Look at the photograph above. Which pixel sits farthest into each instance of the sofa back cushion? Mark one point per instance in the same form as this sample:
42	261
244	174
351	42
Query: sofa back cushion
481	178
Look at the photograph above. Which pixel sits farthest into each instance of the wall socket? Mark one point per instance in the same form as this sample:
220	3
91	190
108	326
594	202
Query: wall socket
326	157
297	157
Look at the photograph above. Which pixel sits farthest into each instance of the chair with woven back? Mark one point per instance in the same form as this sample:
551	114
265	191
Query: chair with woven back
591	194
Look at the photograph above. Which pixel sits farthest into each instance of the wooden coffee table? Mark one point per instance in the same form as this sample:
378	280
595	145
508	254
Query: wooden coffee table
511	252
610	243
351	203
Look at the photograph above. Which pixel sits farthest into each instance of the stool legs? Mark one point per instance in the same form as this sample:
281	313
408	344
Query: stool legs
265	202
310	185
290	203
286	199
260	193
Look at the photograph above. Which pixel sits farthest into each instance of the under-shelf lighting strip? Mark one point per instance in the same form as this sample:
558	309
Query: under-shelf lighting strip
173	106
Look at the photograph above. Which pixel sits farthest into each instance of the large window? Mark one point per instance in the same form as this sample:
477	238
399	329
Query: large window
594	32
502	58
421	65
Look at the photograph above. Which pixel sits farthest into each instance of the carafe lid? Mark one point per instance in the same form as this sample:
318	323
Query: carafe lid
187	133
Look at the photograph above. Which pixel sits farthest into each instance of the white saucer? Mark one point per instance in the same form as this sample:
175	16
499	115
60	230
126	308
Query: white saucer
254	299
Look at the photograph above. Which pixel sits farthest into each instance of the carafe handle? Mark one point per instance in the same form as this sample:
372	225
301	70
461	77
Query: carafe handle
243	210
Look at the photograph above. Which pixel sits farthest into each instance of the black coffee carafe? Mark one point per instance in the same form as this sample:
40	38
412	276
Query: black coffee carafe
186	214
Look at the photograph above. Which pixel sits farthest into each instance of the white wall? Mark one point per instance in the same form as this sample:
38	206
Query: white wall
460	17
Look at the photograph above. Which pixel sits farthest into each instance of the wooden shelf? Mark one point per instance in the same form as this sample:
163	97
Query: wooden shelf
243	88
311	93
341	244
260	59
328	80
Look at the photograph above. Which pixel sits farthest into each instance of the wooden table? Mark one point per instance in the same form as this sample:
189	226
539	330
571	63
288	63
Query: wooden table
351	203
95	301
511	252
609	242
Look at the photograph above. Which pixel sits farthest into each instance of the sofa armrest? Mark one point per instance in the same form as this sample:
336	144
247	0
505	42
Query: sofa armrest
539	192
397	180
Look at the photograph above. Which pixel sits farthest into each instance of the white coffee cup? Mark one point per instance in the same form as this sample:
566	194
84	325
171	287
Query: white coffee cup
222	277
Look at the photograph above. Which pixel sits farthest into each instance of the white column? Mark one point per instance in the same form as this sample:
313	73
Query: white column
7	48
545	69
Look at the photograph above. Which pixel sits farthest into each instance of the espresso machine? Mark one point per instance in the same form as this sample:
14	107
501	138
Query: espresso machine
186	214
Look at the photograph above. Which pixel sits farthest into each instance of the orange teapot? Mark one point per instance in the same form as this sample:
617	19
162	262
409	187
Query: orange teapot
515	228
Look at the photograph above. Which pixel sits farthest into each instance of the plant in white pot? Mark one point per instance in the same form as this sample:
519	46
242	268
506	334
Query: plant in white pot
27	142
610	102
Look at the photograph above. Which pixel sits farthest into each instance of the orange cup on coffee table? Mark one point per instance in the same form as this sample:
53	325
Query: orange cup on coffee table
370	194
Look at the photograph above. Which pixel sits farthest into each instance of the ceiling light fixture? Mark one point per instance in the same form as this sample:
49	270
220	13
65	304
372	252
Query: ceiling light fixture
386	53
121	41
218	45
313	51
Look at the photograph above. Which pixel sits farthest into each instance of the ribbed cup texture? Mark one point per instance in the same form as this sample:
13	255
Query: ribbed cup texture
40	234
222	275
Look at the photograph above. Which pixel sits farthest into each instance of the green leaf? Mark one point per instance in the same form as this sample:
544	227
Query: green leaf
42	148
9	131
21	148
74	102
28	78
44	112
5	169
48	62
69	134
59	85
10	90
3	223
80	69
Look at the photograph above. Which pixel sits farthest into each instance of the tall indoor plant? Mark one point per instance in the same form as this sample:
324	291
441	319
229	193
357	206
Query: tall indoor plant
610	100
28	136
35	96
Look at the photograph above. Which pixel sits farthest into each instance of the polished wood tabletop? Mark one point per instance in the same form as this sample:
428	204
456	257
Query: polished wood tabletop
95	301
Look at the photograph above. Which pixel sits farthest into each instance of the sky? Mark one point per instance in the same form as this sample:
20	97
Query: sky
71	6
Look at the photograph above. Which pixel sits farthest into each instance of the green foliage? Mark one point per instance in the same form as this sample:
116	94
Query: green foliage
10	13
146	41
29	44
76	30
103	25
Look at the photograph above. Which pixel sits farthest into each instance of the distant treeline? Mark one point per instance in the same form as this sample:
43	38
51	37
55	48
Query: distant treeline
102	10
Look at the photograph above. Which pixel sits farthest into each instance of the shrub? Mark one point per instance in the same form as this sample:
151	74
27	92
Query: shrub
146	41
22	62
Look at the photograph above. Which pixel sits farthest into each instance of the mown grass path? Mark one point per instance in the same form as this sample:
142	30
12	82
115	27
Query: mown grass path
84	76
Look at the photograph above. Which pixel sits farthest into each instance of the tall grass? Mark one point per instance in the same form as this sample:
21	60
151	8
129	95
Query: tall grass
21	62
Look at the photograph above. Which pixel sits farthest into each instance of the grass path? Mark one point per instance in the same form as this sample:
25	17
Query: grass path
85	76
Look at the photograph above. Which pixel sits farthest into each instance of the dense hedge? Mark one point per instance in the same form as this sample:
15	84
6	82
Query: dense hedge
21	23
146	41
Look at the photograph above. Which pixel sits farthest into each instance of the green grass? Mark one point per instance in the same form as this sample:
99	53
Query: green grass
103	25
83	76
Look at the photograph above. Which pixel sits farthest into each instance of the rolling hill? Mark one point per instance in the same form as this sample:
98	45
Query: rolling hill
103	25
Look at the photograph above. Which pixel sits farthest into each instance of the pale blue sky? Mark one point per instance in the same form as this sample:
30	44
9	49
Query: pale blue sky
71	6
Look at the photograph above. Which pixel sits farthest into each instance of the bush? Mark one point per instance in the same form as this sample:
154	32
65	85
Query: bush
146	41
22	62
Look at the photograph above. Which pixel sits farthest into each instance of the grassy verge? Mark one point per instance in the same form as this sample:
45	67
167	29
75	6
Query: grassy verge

--- Job ---
Extract all of the material exactly as it is written.

--- Task result ---
Look at the photograph above. Which pixel sits farthest into each instance of the sofa back cushion? Mark one point per instance in the same form as this sample:
42	261
244	174
351	42
Query: sofa back cushion
481	178
Look at the photograph above. Which pixel sits farthest into each instance of the wall socket? Mark one point per instance in the same form as this sample:
220	3
91	190
108	326
594	202
Query: wall socket
326	157
297	157
Look at the photograph above. Which pixel sits farthest into each instance of the chair with woven back? Mark one point per instance in the same form as this sample:
551	114
265	191
Query: chair with woven back
591	194
Look at the photograph above. Which pixel sits farthest into each instance of the wooden coffee table? Mark one point per instance in the same form as this sample:
378	280
595	145
508	254
Query: wooden coffee table
511	252
610	243
351	203
Look at the photograph above. Which pixel sits farthest into each instance of the stool legs? Mark one point per instance in the same form as this sample:
281	313
408	344
Query: stool legs
265	202
310	185
290	203
286	199
260	193
Look at the photograph above. Which pixel sits farthest into each instance of the under-shelf lighting strip? Mark one point per instance in the same form as this sample:
558	309
Query: under-shelf lighting strip
173	106
Look at the photograph above. Which pixel sits farthest into each instance of the large window? Mark one point per instance in the same form as this sample:
477	238
399	329
Query: large window
594	32
502	58
421	65
Look at the photograph above. Which pixel sits farthest into each instance of the carafe lid? Mark one point per instance in the same form as this sample:
318	323
Query: carafe lid
187	133
Look at the photograph above. Which pixel sits farthest into each instance of the white saucer? Mark one point per instance in the same form as this sample:
175	16
499	115
60	230
126	308
Query: white saucer
254	299
Look at the photograph above. Which pixel sits farthest into each instance of the carafe handle? Mark one point per instance in the same form as this sample:
372	225
301	70
461	77
Query: carafe handle
243	210
Look at the photograph above. Which pixel sits farthest into each instance of the black coffee carafe? Mark one point per instance in the same form as this sample:
40	38
412	276
Query: black coffee carafe
186	214
Look at the photograph above. Which pixel sits farthest into each instance of the white wall? Mark one point per instance in the same form as this sample:
38	206
Query: white wall
460	17
Look at the photograph above. Which pixel sits farthest into each instance of the wooden shelf? Mark one point per instance in the same form as this sample:
163	97
Query: wooden shelf
243	88
311	93
341	244
260	59
328	80
Look at the photograph above. Which pixel sits farthest into each instance of the wooden table? Mark one point per instance in the same form as this sample:
189	226
539	330
571	63
288	63
Query: wooden table
351	203
95	301
511	252
609	242
Look at the photograph above. Which pixel sits farthest into each instance of the sofa armrest? Mark one point per instance in the same form as this sample:
336	144
247	0
505	42
Query: sofa armrest
539	192
397	180
Look at the photograph above. Which pixel sits farthest into each instance of the white coffee cup? Mark one point per instance in the same form as this sample:
566	194
84	325
171	287
Query: white coffee cup
222	277
Look at the photograph above. Which pixel sits farthest into each instance of the white column? Mark one point per instance in the same form as this sample:
313	73
Query: white column
7	48
545	69
Look at the photograph above. Which pixel sits farthest into each instance of the espresso machine? Mark one point per instance in the same form as this sample:
14	107
501	138
Query: espresso machine
186	214
Look at the photograph above. Which pixel sits farthest into each instance of the orange teapot? Mark one point per instance in the same form as this sample:
617	19
162	262
409	187
Query: orange teapot
515	228
Look at the photograph above. Which pixel sits farthest into each instance of the plant in white pot? Mark one point per instance in the same form as this sample:
519	46
242	268
506	334
Query: plant in white pot
27	142
610	102
Look at the photograph above. Which pixel sits farthest into each instance of the orange cup on coffee table? Mark one point per instance in the same form as this sample:
53	325
Query: orange cup on coffee table
370	194
Look at the photograph above. Which pixel sits farthest into each instance of the ceiling light fixture? Mark one point per instance in the same form as this sample:
49	270
220	13
65	304
372	252
Query: ceiling light fixture
386	53
121	41
218	45
313	51
Look at the photograph above. Which pixel sits farthest into each instance of the ribbed cup texture? Mark one point per instance in the same form as this sample:
13	255
Query: ribbed cup texture
40	234
222	275
Look at the photograph above. Which pixel sits farthest into each instance of the green leaf? Mark one point per instance in the same form as this sample:
544	227
Query: green leaf
42	148
9	131
21	148
74	102
28	78
44	112
5	169
48	62
69	134
59	85
10	90
3	223
80	69
Look at the photograph above. Which pixel sits farthest into each instance of the tall indoor plant? Mark one point per instance in the same form as this sample:
324	291
441	319
229	193
357	206
Query: tall indoor plant
610	100
28	136
35	96
Look at the photograph above. Which pixel sits farthest into each instance of the polished wood tabletop? Mark one point per instance in the same form as this sample:
428	204
456	257
Query: polished wood tabletop
95	301
Look at the photograph above. Which pixel sits farthest into each instance of the sky? Mark one point per instance in the same form as this sample:
20	97
Query: sky
71	6
Look at the photograph above. Which pixel sits farthest into each instance of the green foliage? Mark one point per instance in the same form as this sample:
116	94
Query: green foliage
10	13
146	41
29	44
76	30
103	25
Look at the photograph above. Which pixel sits farthest into each instance of the distant treeline? Mark one point per instance in the same form as this sample:
43	38
51	37
55	48
Query: distant treeline
102	10
Look at the photograph above. Which pixel sits farthest into each instance of the shrub? Mark one point per instance in the same form as this sample:
151	74
27	92
Query: shrub
146	41
22	62
Look at the photograph above. Which pixel sits farthest into each instance of the mown grass path? Mark one point per instance in the same form as this sample:
142	30
12	82
115	27
Query: mown grass path
84	76
Look at the photograph above. Which pixel sits farthest into each instance of the tall grass? Mark one point per instance in the same form as this sample:
21	60
151	8
129	95
Query: tall grass
21	62
Look at the photograph above. Which pixel sits farthest into each instance of the grass path? Mark one point per instance in the same form as this sample:
25	17
Query: grass path
85	76
Look at the photograph above. Which pixel sits farthest into each instance of the dense hedge? Mark one point per instance in the same form as this sample:
15	84
6	82
Query: dense hedge
21	23
146	41
Look at the photograph above. Which pixel sits farthest into each instance of the green grass? Mark one point per instance in the same form as this sample:
99	53
Query: green grass
103	25
83	76
Look at the photograph above. Which pixel sits farthest into each instance of the rolling hill? Mark one point per instance in the same form as this sample:
98	45
Query: rolling hill
103	25
Look at the photograph above. Which pixel sits farthest into each instance of the pale blue sky? Mark one point per instance in the same form as this sample:
30	44
9	49
Query: pale blue sky
71	6
Look at the photograph above. Which pixel sits farthest into each instance of the bush? Mark one point per instance in the same form as this sample:
154	32
65	85
Query: bush
146	41
22	62
Look at the photograph above. Which pixel sits farthest into each instance of the grassy verge? Mark one point per instance in the same form as this sample:
45	67
167	29
75	6
Query: grassy verge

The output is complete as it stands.